*Goal*:
Rewrite the data from the line with "each white tanker" to the line with "[479, 249, 1119, 822]" as a Markdown table with the columns Row and Line, leaving out blank lines.
START Records provided
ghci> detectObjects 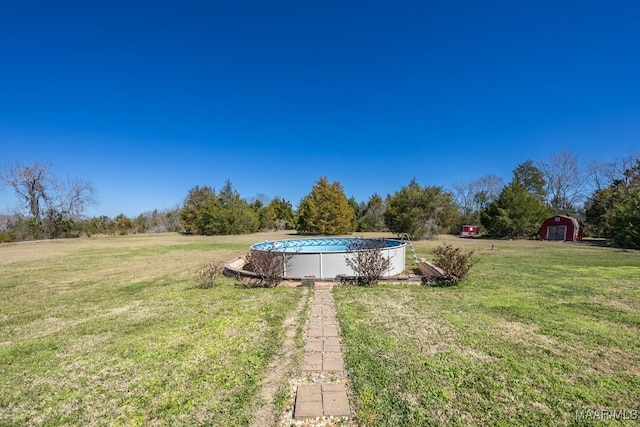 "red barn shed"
[540,215,582,242]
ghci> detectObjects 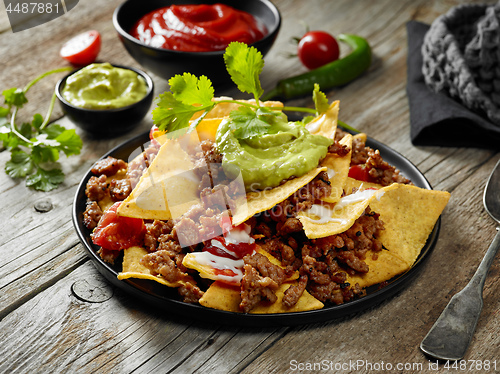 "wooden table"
[0,0,500,373]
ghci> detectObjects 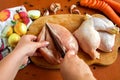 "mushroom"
[50,3,61,14]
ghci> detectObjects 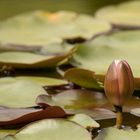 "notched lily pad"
[64,68,103,90]
[74,31,140,88]
[68,114,100,128]
[0,48,75,68]
[0,106,66,126]
[0,11,111,47]
[0,129,18,140]
[0,77,46,107]
[130,108,140,117]
[15,76,68,87]
[96,1,140,29]
[95,127,140,140]
[36,89,115,120]
[4,119,91,140]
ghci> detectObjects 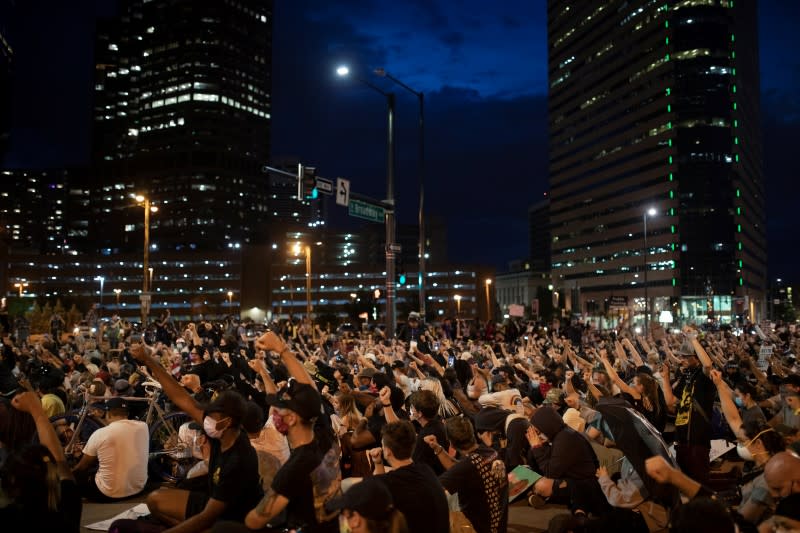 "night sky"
[3,0,800,282]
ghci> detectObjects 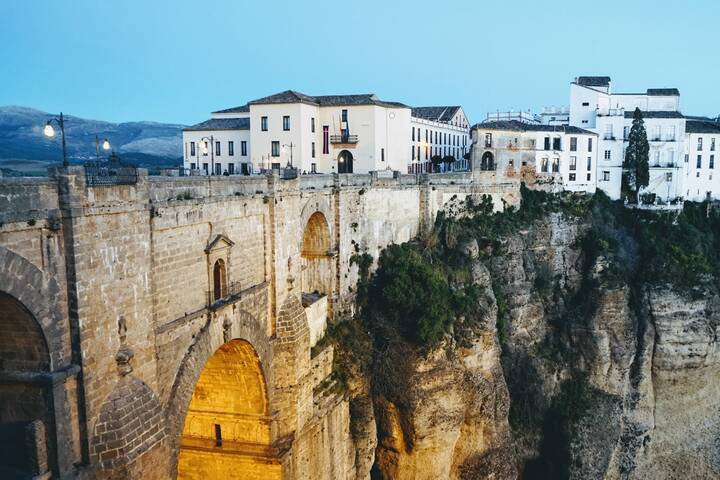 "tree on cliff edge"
[623,108,650,203]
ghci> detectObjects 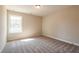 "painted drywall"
[42,6,79,45]
[0,6,7,52]
[8,10,42,40]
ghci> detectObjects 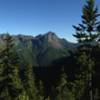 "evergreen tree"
[0,34,23,100]
[23,65,37,100]
[73,0,100,42]
[73,0,100,100]
[37,80,46,100]
[54,69,75,100]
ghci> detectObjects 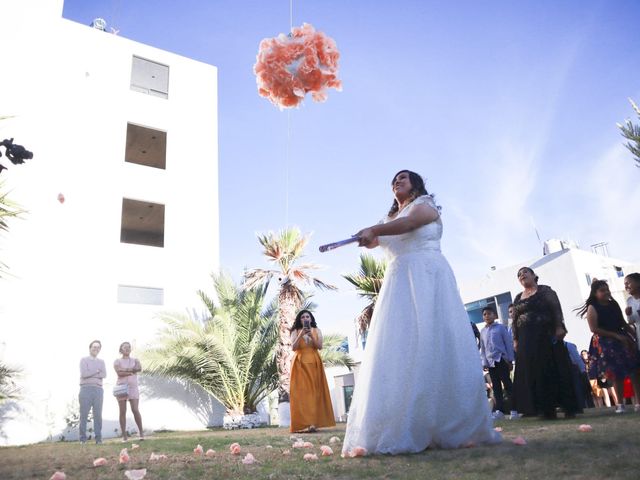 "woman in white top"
[343,170,501,456]
[624,272,640,350]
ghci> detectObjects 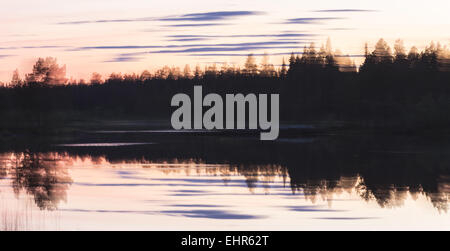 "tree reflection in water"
[0,137,450,212]
[8,151,72,210]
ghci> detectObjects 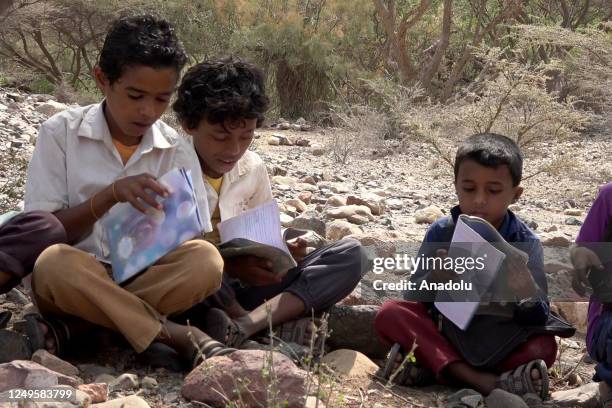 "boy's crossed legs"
[202,239,367,346]
[375,301,557,395]
[33,240,223,359]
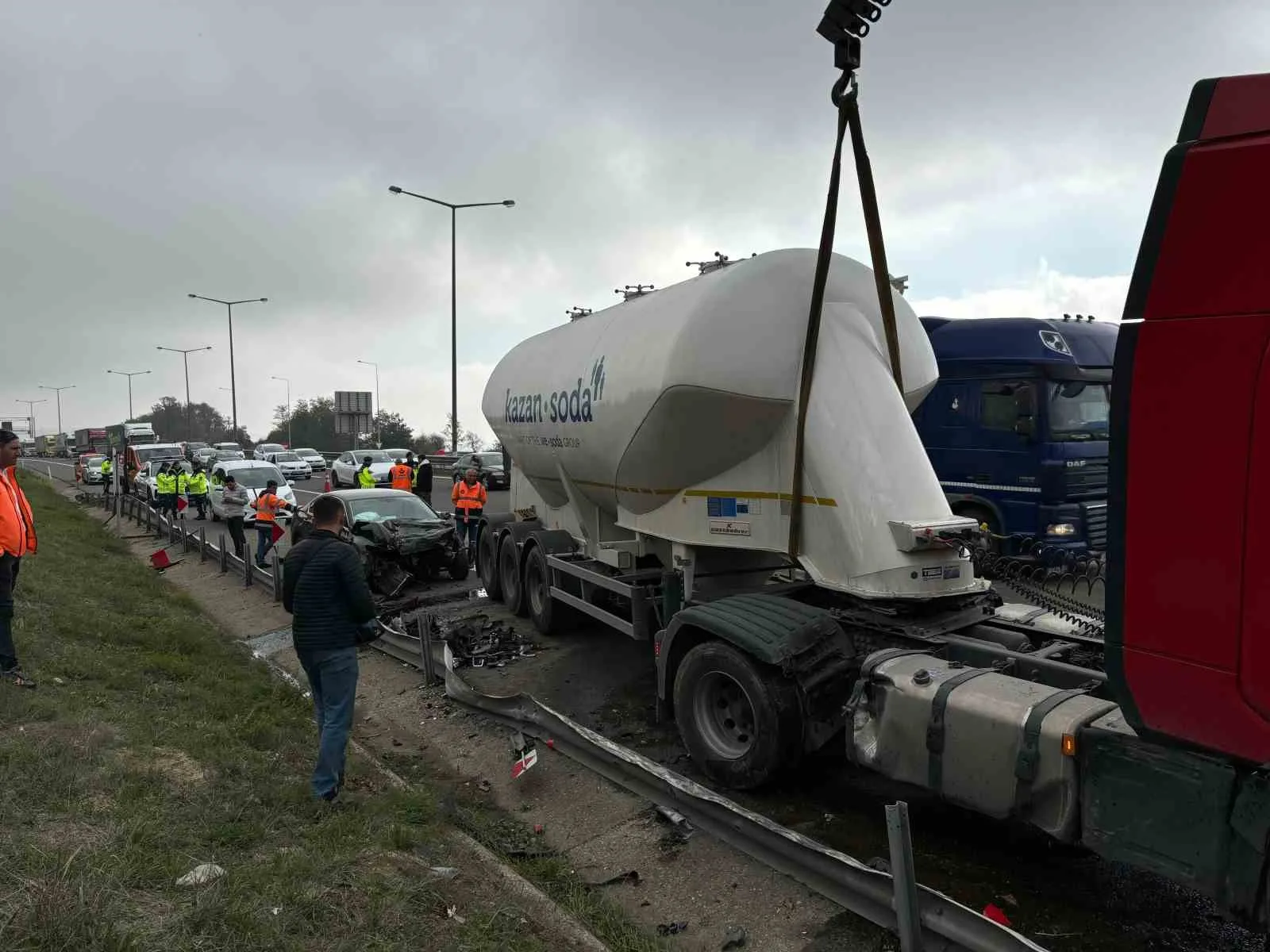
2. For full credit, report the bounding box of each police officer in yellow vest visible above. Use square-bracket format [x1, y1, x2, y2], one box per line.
[189, 463, 207, 522]
[155, 463, 176, 516]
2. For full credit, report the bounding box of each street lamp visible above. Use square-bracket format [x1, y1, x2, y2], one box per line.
[106, 370, 150, 420]
[155, 347, 212, 440]
[389, 186, 516, 455]
[38, 383, 75, 436]
[14, 400, 48, 442]
[189, 294, 269, 440]
[358, 360, 383, 449]
[269, 376, 294, 449]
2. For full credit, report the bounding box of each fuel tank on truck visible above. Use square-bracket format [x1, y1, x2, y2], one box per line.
[483, 249, 984, 598]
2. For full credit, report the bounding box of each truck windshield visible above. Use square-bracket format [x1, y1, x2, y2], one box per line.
[1049, 381, 1111, 443]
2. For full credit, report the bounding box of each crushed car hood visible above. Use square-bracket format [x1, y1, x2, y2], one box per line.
[353, 519, 455, 555]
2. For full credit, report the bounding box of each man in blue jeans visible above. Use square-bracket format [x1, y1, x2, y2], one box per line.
[282, 497, 377, 804]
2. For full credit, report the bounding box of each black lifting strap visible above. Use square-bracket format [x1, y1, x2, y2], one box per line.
[1014, 688, 1115, 814]
[789, 72, 904, 560]
[926, 668, 995, 793]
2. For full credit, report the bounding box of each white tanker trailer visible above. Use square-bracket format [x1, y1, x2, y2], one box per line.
[479, 249, 1119, 822]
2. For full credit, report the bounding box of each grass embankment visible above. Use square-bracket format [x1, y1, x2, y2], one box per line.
[0, 478, 656, 952]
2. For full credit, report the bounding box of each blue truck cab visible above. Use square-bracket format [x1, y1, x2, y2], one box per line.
[913, 315, 1118, 551]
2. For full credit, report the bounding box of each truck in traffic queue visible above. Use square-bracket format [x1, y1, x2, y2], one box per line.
[913, 315, 1116, 551]
[75, 427, 110, 453]
[478, 75, 1270, 929]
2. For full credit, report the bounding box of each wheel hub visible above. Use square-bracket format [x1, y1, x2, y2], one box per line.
[692, 671, 754, 760]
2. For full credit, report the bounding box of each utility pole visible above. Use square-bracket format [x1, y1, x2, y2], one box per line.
[15, 400, 48, 442]
[38, 383, 75, 436]
[389, 186, 516, 455]
[155, 347, 212, 440]
[189, 294, 269, 442]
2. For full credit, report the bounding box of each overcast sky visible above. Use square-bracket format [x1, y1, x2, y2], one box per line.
[0, 0, 1270, 449]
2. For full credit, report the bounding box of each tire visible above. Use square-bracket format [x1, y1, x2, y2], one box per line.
[675, 641, 802, 789]
[498, 537, 525, 617]
[525, 546, 568, 635]
[476, 523, 503, 601]
[449, 548, 468, 582]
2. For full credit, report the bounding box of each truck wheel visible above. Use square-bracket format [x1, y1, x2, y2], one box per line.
[525, 546, 569, 635]
[476, 533, 503, 601]
[498, 538, 525, 616]
[675, 641, 802, 789]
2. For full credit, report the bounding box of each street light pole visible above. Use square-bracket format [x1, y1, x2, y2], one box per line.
[189, 294, 269, 440]
[38, 383, 75, 436]
[271, 377, 294, 449]
[389, 186, 516, 455]
[358, 360, 383, 449]
[14, 398, 48, 443]
[106, 370, 150, 420]
[155, 347, 212, 440]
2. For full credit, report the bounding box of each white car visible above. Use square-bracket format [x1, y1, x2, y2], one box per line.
[265, 449, 314, 480]
[207, 459, 296, 525]
[330, 449, 396, 489]
[291, 447, 326, 472]
[132, 459, 194, 503]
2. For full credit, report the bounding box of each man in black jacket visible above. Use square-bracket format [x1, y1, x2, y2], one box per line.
[282, 497, 377, 802]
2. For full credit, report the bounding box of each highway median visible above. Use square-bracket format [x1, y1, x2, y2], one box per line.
[0, 478, 656, 950]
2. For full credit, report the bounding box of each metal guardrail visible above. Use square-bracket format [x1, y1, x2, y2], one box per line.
[76, 491, 282, 601]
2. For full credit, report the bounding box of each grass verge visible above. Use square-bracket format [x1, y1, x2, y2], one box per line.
[0, 478, 658, 952]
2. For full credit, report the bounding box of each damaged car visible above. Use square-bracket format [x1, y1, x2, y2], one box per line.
[291, 489, 468, 598]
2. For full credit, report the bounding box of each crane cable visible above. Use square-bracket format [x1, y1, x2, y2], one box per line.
[789, 78, 904, 560]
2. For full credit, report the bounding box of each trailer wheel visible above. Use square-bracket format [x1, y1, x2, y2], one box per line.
[675, 641, 802, 789]
[525, 546, 569, 635]
[476, 533, 503, 601]
[498, 537, 525, 616]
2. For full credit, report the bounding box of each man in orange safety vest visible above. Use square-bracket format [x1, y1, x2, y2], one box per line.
[449, 470, 487, 561]
[0, 430, 36, 688]
[389, 459, 414, 493]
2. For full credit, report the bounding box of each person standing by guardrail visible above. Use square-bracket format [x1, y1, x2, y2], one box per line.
[252, 480, 291, 569]
[414, 455, 432, 508]
[282, 497, 379, 802]
[0, 430, 36, 688]
[389, 459, 414, 493]
[449, 470, 487, 562]
[189, 463, 207, 522]
[221, 472, 248, 559]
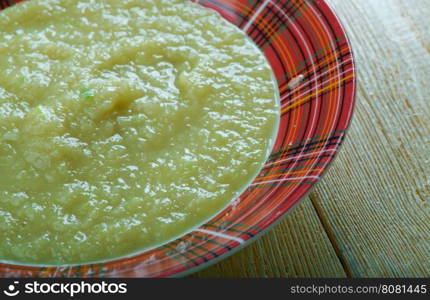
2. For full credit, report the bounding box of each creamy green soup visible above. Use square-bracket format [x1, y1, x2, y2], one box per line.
[0, 0, 279, 264]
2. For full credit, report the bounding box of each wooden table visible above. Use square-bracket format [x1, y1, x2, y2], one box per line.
[193, 0, 430, 277]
END Records provided
*Expected answer*:
| Row | Line |
|---|---|
| 1 | 2. For full credit, report the bounding box of each white tanker trailer visible above. Use square-bracket format [x1, y1, x2, y2], one box per line. |
| 2 | [479, 249, 1119, 822] |